- Required task
Copy the entire listing below character for character, leaving every line unchanged.
——
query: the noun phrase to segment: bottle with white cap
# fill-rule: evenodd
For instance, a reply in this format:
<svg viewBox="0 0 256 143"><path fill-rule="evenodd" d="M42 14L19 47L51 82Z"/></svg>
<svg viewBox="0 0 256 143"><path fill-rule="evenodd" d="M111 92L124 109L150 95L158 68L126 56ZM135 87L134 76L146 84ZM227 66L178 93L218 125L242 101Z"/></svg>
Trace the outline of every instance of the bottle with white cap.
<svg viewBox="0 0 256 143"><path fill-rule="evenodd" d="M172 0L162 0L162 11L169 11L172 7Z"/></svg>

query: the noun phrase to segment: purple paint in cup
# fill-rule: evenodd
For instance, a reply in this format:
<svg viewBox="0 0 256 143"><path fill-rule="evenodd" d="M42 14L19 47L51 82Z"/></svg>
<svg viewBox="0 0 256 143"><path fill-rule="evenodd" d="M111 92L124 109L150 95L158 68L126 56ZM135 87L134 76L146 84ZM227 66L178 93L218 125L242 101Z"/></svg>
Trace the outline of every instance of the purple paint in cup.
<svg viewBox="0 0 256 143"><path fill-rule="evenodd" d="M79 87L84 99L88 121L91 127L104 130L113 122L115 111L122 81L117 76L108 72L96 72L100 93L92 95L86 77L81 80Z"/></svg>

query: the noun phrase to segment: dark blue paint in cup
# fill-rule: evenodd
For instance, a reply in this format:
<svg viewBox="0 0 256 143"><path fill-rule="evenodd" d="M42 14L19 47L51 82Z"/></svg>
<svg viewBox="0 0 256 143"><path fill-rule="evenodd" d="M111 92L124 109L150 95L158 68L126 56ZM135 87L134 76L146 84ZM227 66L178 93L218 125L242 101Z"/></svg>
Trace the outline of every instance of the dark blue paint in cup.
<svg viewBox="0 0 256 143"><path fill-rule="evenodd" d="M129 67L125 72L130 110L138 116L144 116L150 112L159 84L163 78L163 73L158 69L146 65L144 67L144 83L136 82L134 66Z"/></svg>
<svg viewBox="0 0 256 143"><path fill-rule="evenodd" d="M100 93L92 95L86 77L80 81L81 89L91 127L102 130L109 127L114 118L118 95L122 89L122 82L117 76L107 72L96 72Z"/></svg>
——
- Result for this exercise
query: the noun phrase to segment: bottle with white cap
# fill-rule: evenodd
For instance, a reply in this format:
<svg viewBox="0 0 256 143"><path fill-rule="evenodd" d="M42 14L19 47L51 82Z"/></svg>
<svg viewBox="0 0 256 143"><path fill-rule="evenodd" d="M111 92L124 109L150 95L158 68L126 56ZM135 87L134 76L146 84ZM227 66L178 93L218 125L242 101Z"/></svg>
Trace the outline of every instance of the bottle with white cap.
<svg viewBox="0 0 256 143"><path fill-rule="evenodd" d="M172 0L162 0L162 11L169 11L172 7Z"/></svg>

query: the noun phrase to segment: purple paint in cup
# fill-rule: evenodd
For instance, a reply in this format:
<svg viewBox="0 0 256 143"><path fill-rule="evenodd" d="M42 14L19 47L51 82Z"/></svg>
<svg viewBox="0 0 256 143"><path fill-rule="evenodd" d="M111 92L124 109L150 95L158 68L126 56ZM135 87L134 76L146 84ZM227 66L178 93L218 125L242 101Z"/></svg>
Trace the outline of every instance of the purple paint in cup.
<svg viewBox="0 0 256 143"><path fill-rule="evenodd" d="M79 87L84 99L88 121L91 127L104 130L113 122L115 111L122 81L117 76L108 72L96 72L100 93L92 95L86 77L81 80Z"/></svg>

query: the noun phrase to segment: dark blue paint in cup
# fill-rule: evenodd
For instance, a reply in this format:
<svg viewBox="0 0 256 143"><path fill-rule="evenodd" d="M42 14L19 47L51 82Z"/></svg>
<svg viewBox="0 0 256 143"><path fill-rule="evenodd" d="M111 92L124 109L150 95L158 68L126 56ZM135 87L134 76L146 84ZM227 66L178 93L218 125L242 101Z"/></svg>
Trace the outline of every instance of the dark blue paint in cup.
<svg viewBox="0 0 256 143"><path fill-rule="evenodd" d="M129 67L125 72L130 110L138 116L144 116L150 112L159 84L163 78L163 73L158 69L146 65L144 67L144 83L136 82L134 66Z"/></svg>
<svg viewBox="0 0 256 143"><path fill-rule="evenodd" d="M100 93L92 95L86 77L80 81L81 89L91 127L102 130L109 127L114 118L118 95L122 89L122 82L117 76L107 72L96 72Z"/></svg>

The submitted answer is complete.